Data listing
::::::::

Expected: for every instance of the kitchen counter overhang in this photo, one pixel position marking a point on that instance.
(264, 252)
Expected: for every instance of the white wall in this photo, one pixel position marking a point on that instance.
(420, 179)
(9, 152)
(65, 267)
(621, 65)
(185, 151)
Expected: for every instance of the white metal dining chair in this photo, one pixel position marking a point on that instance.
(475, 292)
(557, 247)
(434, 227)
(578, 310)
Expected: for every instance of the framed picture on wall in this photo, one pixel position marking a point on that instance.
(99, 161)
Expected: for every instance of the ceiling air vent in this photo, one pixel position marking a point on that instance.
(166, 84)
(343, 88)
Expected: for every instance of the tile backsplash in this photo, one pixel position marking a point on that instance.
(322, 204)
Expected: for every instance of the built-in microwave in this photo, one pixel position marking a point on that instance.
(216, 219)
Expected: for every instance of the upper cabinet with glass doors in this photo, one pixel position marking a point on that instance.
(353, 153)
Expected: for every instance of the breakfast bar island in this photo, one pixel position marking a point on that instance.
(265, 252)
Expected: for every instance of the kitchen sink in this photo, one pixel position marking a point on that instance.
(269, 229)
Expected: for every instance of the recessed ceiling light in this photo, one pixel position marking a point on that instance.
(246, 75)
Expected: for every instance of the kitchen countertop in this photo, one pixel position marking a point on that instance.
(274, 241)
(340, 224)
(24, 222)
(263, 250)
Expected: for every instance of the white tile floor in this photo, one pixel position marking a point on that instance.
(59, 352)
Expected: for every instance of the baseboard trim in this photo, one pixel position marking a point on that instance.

::::::::

### WHAT TO DO
Format all of the material above as a Markdown table with the columns Row and Text. Give each nonblank line its own row, numbered in order, and leave out any blank lines.

### EXERCISE SOLUTION
| Row | Text |
|---|---|
| 1 | Expected: for every instance of the kitchen counter overhang in this photo, one pixel position marking a point on that instance. |
| 2 | (264, 252) |
| 3 | Expected: for every instance of the white wall in this photo, one pixel position marking a point on that instance. |
| 4 | (420, 179) |
| 5 | (9, 152) |
| 6 | (65, 267) |
| 7 | (621, 65) |
| 8 | (185, 151) |
| 9 | Expected: for every instance of the white metal dining chair in this photo, one pixel position marking a point on that instance. |
| 10 | (475, 292) |
| 11 | (557, 247) |
| 12 | (434, 227) |
| 13 | (578, 310) |
| 14 | Expected: for every instance of the framed picture on wall in this photo, one pixel position marking a point on that instance. |
| 15 | (99, 161) |
| 16 | Expected: for every instance of the ceiling air vent in this photo, one pixel position marking a point on that instance. |
| 17 | (166, 84) |
| 18 | (343, 88) |
| 19 | Expected: for every instance of the tile backsplash in this photo, one pixel position marking a point on that instance. |
| 20 | (322, 204) |
| 21 | Expected: for every instance of the built-in microwave in this photo, one pixel position marking a point on that instance. |
| 22 | (216, 219) |
| 23 | Expected: for every instance of the upper cabinet with glass doors in this photo, one pixel position marking a point on that instance. |
| 24 | (353, 153) |
| 25 | Expected: for every instance of the breakfast bar island in this photo, one pixel position marking a point on that instance. |
| 26 | (265, 252) |
| 27 | Expected: for every instance of the kitchen sink in this photo, one pixel position marking a point on that instance. |
| 28 | (269, 229) |
| 29 | Expected: for every instance of the recessed ceiling light in this photo, one pixel position marking a point on that instance. |
| 30 | (246, 75) |
| 31 | Expected: for every instance of the kitchen countertop in this photo, one pixel position marking a point on that instance. |
| 32 | (274, 241) |
| 33 | (340, 224) |
| 34 | (24, 222) |
| 35 | (263, 250) |
| 36 | Expected: for every instance of the white tile floor in this photo, one pixel position marking a point on that instance. |
| 37 | (59, 352) |
| 38 | Expected: for every instance of the baseboard trim in this photo, one pixel position marking a point on that instance. |